*CONSIGNE A*:
Répondez à ces questions sur le passage extrait ci-dessous, qui traite des noms attribués à Dieu :
(i) Par quoi connaissons-nous Dieu dans l'ordre naturel ?
(ii) Quels Mystères sont nommés à propos de la connaissance surnaturelle de Dieu par la Foi ?
(iii) Par quelles peines Dieu rétribue-t-il négativement le démérite ?

Vous savez parfaitement que Dieu est Acte Pur
; que cette actualité est Puissance Active ; que l'actualité pure
étant infinie la puissance active divine est Toute-Puissance ; et
que si Dieu pose un effet ad extra, de sorte qu'alors il faille
nommer la Puissance Active "Cause" de l'effet, la Puissance Active
ne subit aucune altération ou modification de ce qu'elle cause
l'effet, mais ayant causé l'effet elle est nommée cause. Ces
précisions de théologie naturelle étant faites, comment comprendre
les noms que nous attribuons à Dieu ?
Tout d'abord, dans
l'ordre naturel, nous ne connaissons Dieu que par ses effets.
Ensuite nous connaissons surnaturellement Dieu par la Foi, par la
connaissance des Mystères : de la Trinité, de l'Incarnation, et de
ceux relatifs au desseins divins providentiels qui nous furent
révélés.
Quant à l'amour et la justice divines, si j'en parle
en voulant signifier le rapport de Dieu aux hommes, je dirais que
Dieu est juste / bon en tant qu'Il exerce vis à vis de nous des
actes de justice et d'amour, de tels actes étant bien évidemment
créés. Et sous ce rapport la justice n'est pas l'amour, de tels NOMS
signifiant non pas Dieu pris absolument, mais Dieu dans son rapport
à la créature et en tant qu'Il lui fait du bien [c'est le sens du
"Dieu nous aime" = "Dieu est amour pour nous"], donc les effets
créés produits par Dieu, en tant que par eux Dieu nous bénit ; de
même, en tant que Dieu rétribue, soit positivement le mérite, soit
négativement le démérite (par les peines temporelles et éternelles),
Il est dit Juge ou Juste.
Mais dans les deux cas nous ne
signifions pas ce qu'est Dieu en soi, mais ce qu'il est pour nous,
dans son rapport à nous, selon les effets créés distincts qu'il pose
en nous. De tels NOMS ne signifient donc pas Dieu en Lui même, mais
dans son rapport au créé. Mieux, ils signifient l'effet créé en tant
que référé à la cause, en tant que ces effets sont les fondements
créés des relations de Dieu au créé (raison pourquoi ces relations
sont de raison de Dieu à la créature mais réelles de la créature à
Dieu), raison pourquoi, par eux, on ne peut aucunement atteindre
Dieu en Lui même, de tels noms étant des noms de relation au
créé.

*CONSIGNE B*: Convertissez en tableau Markdown les lignes de la liste ci-dessous, depuis celle qui contient "Where can the gray" jusqu'à la fin de la liste, ces deux bornes comprises. Omettez les lignes vides et utilisez deux colonnes : Rang pour le numéro d'ordre et Ligne pour le texte de la ligne.

*MATÉRIAU À TRAITER*:
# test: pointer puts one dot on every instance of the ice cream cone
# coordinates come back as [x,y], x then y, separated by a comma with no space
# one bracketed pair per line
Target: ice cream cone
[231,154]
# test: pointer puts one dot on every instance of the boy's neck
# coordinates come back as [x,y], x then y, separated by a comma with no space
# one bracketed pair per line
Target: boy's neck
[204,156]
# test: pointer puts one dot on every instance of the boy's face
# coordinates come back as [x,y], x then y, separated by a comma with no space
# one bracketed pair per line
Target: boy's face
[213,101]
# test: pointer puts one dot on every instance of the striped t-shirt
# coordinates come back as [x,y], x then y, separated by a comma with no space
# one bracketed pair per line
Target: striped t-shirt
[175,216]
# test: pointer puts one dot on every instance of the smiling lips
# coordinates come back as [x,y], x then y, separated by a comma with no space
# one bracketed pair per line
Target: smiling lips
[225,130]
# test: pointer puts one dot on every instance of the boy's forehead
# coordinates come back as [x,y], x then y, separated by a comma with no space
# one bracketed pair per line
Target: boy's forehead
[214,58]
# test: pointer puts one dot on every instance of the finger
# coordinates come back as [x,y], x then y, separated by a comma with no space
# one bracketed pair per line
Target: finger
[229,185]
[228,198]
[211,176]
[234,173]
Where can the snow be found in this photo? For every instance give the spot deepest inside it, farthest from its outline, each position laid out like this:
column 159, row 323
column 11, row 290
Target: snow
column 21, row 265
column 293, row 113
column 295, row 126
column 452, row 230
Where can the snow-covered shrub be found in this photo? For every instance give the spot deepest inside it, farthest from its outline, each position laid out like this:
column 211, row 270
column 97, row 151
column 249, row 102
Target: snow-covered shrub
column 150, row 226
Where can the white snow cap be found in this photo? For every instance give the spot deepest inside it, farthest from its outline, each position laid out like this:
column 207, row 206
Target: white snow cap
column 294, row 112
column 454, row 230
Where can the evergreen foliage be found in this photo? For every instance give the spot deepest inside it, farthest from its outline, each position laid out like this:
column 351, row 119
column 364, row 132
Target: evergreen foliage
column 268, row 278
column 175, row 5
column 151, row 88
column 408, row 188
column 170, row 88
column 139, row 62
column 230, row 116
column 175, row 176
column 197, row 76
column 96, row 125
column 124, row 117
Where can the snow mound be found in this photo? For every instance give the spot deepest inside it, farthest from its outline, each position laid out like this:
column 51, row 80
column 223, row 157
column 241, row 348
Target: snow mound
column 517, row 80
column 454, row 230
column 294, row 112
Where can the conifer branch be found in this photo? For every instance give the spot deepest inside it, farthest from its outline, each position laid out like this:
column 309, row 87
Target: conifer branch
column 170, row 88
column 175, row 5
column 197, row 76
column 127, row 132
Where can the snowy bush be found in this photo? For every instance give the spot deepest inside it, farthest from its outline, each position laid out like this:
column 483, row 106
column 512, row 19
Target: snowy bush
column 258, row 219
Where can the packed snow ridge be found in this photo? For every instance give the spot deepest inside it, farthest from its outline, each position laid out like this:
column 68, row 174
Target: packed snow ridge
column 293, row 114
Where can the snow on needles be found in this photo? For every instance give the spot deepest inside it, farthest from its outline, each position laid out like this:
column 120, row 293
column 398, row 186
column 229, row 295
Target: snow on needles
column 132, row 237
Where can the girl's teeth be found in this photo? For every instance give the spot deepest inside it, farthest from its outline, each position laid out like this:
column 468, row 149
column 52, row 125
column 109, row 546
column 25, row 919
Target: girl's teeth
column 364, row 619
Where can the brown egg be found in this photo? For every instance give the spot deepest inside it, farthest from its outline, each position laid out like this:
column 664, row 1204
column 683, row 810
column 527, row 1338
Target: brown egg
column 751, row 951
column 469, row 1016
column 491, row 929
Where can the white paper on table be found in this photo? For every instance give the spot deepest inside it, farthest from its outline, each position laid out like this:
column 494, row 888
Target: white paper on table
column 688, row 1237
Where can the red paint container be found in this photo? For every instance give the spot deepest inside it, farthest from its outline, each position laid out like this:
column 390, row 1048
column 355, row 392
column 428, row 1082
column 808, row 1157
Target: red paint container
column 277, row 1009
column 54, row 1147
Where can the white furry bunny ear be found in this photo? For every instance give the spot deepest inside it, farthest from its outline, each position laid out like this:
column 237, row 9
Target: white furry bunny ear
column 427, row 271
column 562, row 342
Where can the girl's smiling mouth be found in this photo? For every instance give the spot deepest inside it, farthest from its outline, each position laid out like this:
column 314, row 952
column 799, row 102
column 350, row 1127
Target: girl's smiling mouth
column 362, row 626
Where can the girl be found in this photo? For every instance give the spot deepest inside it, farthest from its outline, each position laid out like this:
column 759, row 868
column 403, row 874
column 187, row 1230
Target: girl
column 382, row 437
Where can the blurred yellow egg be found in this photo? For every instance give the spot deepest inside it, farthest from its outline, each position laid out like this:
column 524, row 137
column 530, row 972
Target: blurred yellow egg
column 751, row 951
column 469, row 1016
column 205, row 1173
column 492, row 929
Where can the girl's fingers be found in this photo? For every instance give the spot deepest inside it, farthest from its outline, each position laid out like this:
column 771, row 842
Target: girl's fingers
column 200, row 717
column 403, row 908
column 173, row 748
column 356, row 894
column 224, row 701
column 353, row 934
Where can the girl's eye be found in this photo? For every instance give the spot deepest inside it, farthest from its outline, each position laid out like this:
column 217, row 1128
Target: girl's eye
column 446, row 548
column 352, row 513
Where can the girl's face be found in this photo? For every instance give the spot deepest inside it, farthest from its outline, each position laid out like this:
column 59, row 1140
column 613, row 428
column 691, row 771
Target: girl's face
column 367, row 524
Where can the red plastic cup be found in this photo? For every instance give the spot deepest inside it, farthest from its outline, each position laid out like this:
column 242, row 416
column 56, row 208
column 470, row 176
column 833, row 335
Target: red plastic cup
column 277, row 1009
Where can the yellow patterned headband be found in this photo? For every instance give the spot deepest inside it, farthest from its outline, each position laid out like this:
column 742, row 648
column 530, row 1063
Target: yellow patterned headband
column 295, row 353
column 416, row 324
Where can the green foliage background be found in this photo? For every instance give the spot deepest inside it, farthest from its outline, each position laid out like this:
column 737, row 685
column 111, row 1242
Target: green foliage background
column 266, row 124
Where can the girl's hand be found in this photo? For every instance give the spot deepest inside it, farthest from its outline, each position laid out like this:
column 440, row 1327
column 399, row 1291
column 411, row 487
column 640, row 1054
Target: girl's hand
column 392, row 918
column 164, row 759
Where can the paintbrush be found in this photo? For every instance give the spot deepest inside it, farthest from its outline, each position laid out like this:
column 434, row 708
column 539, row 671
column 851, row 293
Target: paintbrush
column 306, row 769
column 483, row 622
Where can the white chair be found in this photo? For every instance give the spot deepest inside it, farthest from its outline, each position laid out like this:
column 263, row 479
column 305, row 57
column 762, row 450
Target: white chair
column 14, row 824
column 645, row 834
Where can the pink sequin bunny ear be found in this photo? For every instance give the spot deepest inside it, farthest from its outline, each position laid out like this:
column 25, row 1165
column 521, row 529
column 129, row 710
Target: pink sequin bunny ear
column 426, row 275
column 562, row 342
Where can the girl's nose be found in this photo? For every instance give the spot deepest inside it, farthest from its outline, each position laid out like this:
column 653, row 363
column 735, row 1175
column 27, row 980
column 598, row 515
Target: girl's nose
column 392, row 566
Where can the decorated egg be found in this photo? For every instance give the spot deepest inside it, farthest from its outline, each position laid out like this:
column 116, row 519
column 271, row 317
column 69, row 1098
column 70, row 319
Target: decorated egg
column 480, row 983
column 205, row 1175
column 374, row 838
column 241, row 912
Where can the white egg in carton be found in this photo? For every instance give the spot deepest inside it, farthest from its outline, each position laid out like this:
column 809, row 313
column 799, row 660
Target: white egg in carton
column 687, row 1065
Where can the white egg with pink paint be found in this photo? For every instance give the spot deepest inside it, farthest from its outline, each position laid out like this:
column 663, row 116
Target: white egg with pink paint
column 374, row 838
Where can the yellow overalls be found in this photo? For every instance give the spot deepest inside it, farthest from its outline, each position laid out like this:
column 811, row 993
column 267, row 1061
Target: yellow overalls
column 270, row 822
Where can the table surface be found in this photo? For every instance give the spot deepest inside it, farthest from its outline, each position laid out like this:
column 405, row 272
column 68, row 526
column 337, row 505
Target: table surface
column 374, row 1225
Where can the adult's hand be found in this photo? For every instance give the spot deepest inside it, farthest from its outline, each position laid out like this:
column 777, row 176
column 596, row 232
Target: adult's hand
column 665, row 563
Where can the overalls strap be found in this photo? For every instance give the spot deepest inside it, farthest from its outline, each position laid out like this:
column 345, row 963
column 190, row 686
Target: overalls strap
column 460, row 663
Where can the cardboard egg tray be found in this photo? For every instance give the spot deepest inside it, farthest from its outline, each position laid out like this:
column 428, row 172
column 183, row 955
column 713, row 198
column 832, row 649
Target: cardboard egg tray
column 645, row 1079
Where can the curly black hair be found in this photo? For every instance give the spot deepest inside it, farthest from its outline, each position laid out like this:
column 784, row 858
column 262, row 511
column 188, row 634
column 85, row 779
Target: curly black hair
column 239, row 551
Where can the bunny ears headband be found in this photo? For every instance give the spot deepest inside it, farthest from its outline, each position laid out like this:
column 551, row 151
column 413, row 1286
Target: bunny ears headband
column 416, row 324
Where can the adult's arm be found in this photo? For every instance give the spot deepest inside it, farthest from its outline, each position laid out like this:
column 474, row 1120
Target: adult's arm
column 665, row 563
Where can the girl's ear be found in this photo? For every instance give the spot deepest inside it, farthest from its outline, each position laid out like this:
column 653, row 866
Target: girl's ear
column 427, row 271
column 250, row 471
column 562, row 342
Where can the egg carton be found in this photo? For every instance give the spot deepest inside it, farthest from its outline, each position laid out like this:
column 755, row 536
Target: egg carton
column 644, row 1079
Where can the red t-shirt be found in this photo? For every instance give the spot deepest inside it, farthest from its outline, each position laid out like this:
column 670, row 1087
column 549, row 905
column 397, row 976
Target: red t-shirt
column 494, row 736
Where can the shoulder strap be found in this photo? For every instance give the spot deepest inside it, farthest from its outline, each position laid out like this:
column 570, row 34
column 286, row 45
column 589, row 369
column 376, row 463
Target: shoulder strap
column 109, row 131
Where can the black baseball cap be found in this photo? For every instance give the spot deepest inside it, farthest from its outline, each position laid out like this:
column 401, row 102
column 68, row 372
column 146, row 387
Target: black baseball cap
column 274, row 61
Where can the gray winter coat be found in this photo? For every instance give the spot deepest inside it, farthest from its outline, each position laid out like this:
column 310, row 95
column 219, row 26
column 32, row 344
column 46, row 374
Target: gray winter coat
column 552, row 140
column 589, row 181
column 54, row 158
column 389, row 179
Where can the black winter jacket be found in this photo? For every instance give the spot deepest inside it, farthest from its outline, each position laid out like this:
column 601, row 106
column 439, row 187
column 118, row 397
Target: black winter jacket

*RÉSULTAT A*:
(i) Par ses effets.
(ii) Le Mystère de la Trinité, celui de l'Incarnation, et ceux relatifs aux desseins divins providentiels qui nous furent révélés.
(iii) Par les peines temporelles et éternelles.

*RÉSULTAT B*:
| Rang | Ligne |
|---|---|
| 1 | Where can the gray winter coat be found in this photo? For every instance give the spot deepest inside it, farthest from its outline, each position laid out like this: |
| 2 | column 310, row 95 |
| 3 | column 219, row 26 |
| 4 | column 32, row 344 |
| 5 | column 46, row 374 |
| 6 | Target: gray winter coat |
| 7 | column 552, row 140 |
| 8 | column 589, row 181 |
| 9 | column 54, row 158 |
| 10 | column 389, row 179 |
| 11 | Where can the black winter jacket be found in this photo? For every instance give the spot deepest inside it, farthest from its outline, each position laid out like this: |
| 12 | column 601, row 106 |
| 13 | column 439, row 187 |
| 14 | column 118, row 397 |
| 15 | Target: black winter jacket |